Dataset records

****************

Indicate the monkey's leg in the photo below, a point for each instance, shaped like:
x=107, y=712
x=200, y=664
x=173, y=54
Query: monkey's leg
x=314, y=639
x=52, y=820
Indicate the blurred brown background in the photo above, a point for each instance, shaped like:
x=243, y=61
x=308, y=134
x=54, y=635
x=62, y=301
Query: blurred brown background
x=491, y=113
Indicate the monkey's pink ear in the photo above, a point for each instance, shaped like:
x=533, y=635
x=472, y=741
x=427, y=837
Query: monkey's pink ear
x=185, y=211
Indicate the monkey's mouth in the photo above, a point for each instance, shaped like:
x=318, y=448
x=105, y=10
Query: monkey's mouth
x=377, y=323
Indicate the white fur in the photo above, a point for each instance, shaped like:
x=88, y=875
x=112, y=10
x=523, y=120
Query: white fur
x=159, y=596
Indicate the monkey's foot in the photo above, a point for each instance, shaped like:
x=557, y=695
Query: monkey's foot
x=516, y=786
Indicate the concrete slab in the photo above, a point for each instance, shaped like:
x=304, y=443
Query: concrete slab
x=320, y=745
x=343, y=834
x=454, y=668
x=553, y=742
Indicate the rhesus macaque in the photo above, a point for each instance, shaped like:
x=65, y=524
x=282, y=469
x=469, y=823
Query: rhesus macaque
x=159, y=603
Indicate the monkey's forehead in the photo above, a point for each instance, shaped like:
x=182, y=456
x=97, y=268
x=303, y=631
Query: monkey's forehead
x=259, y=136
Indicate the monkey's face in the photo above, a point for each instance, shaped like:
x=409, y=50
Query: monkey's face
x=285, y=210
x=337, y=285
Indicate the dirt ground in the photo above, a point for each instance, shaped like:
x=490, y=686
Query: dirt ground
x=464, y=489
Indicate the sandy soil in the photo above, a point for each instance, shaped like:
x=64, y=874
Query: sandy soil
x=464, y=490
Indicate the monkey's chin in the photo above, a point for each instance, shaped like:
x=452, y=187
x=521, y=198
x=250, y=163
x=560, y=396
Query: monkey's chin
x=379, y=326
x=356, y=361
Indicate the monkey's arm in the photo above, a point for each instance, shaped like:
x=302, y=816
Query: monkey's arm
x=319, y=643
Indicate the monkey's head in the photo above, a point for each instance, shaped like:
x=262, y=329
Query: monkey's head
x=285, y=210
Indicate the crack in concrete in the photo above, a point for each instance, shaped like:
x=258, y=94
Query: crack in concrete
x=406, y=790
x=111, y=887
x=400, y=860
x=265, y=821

****************

### PROBLEM REQUIREMENTS
Rewrite the lines of the records above, from the line containing "Indicate the monkey's chin" through the line containing "x=319, y=643", both included, as a numbered list without blank lines.

### TASK RESPONSE
1. Indicate the monkey's chin in the photo above, a point for each instance, shaped like:
2. x=452, y=187
3. x=521, y=198
4. x=250, y=163
5. x=560, y=396
6. Query: monkey's chin
7. x=379, y=326
8. x=356, y=361
9. Indicate the monkey's arm in the photo above, a point for each instance, shaped like:
10. x=302, y=816
11. Query: monkey's arm
12. x=319, y=643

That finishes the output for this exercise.